- _Instructions to follow_: Copy out the whole listing exactly as written, leaving the pictures behind.

Records
=======

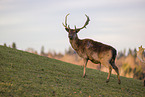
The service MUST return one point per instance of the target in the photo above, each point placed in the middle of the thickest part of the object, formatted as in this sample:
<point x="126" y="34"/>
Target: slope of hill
<point x="26" y="74"/>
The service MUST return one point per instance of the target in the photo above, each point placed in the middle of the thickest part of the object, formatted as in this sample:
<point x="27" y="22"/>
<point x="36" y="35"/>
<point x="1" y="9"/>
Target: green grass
<point x="25" y="74"/>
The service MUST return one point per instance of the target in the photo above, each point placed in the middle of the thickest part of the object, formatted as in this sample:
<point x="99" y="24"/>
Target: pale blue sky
<point x="33" y="23"/>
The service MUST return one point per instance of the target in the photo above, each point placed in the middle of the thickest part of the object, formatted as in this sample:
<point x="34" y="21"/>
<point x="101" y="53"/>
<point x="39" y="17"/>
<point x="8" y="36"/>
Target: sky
<point x="37" y="23"/>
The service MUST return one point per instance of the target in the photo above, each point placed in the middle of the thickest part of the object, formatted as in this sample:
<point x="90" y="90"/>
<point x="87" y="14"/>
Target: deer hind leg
<point x="85" y="64"/>
<point x="108" y="78"/>
<point x="116" y="70"/>
<point x="107" y="65"/>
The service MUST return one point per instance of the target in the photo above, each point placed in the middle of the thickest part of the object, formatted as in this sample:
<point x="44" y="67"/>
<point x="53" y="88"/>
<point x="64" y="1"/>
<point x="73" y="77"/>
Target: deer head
<point x="73" y="32"/>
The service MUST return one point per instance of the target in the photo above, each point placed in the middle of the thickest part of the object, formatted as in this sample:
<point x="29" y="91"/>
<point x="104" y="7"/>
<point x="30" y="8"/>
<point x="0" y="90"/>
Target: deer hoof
<point x="84" y="75"/>
<point x="107" y="81"/>
<point x="119" y="82"/>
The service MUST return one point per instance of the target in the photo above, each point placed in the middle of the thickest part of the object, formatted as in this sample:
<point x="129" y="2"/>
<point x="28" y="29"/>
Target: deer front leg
<point x="116" y="70"/>
<point x="85" y="64"/>
<point x="108" y="78"/>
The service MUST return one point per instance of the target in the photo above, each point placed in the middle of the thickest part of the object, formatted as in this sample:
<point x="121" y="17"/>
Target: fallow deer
<point x="94" y="51"/>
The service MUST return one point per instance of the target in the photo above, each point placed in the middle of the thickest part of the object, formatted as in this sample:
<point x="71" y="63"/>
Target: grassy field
<point x="26" y="74"/>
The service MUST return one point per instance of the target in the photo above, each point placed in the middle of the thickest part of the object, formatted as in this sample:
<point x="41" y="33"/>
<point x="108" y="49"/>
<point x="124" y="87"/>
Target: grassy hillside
<point x="26" y="74"/>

=======

- _Solution for this exercise_:
The service MUST return one point per instance of the target in the photo above, each point placed in the middle of the thickest part of the object, formatted as in this sample:
<point x="126" y="34"/>
Target: slope of hill
<point x="26" y="74"/>
The service MUST return one point per instance of the target in the photo above, each point placed in the middle of the thickest part of the object, formatted as in this sample:
<point x="27" y="22"/>
<point x="36" y="35"/>
<point x="1" y="9"/>
Target: green grass
<point x="25" y="74"/>
The service MUST return one point per instance of the target in the photo above, each point placed in the middle of the thickest part of the object, formatted as in this sample:
<point x="99" y="24"/>
Target: pale blue sky
<point x="33" y="23"/>
The service MUST return one point per instance of the target in the photo above, each point placed in the middle of the thickest part of the object, formatted as in this sample:
<point x="34" y="21"/>
<point x="101" y="53"/>
<point x="39" y="17"/>
<point x="8" y="36"/>
Target: sky
<point x="37" y="23"/>
The service MUST return one point per instance of the target in the photo above, each point placed in the middle of the thickest part of the object, formatted as in this sample:
<point x="90" y="90"/>
<point x="87" y="14"/>
Target: deer hind leg
<point x="85" y="64"/>
<point x="108" y="78"/>
<point x="116" y="70"/>
<point x="107" y="65"/>
The service MUST return one point per instance of the target in the photo above, each point placed in the middle of the thickest part of the object, formatted as in this sample:
<point x="44" y="67"/>
<point x="53" y="88"/>
<point x="64" y="1"/>
<point x="73" y="77"/>
Target: deer head
<point x="73" y="32"/>
The service MUST return one point per instance of the target in the photo above, each point placed in the middle of the thickest part of the object, formatted as in this sample:
<point x="29" y="91"/>
<point x="104" y="7"/>
<point x="30" y="8"/>
<point x="0" y="90"/>
Target: deer hoof
<point x="84" y="75"/>
<point x="107" y="81"/>
<point x="119" y="82"/>
The service MUST return one point per instance of the target in the photo above, each point placed in the middle of the thickest part of the object, formatted as in this sample:
<point x="129" y="2"/>
<point x="28" y="29"/>
Target: deer front leg
<point x="116" y="70"/>
<point x="85" y="64"/>
<point x="108" y="78"/>
The service MUST return one point per instance of the target in the photo above, each point placed in the middle of the thickest part of the object, formatted as in this sample:
<point x="121" y="17"/>
Target: fallow deer
<point x="94" y="51"/>
The service MUST return one point per instance of the target in the photo above, each point placed in the middle of the thickest part of the object, formatted as in this sample:
<point x="71" y="63"/>
Target: grassy field
<point x="26" y="74"/>
The service MUST return one point per instance of the target in the photo above, each point placed in the middle of the thickest part of the object, formatted as in this sample:
<point x="41" y="33"/>
<point x="108" y="49"/>
<point x="124" y="87"/>
Target: grassy hillside
<point x="26" y="74"/>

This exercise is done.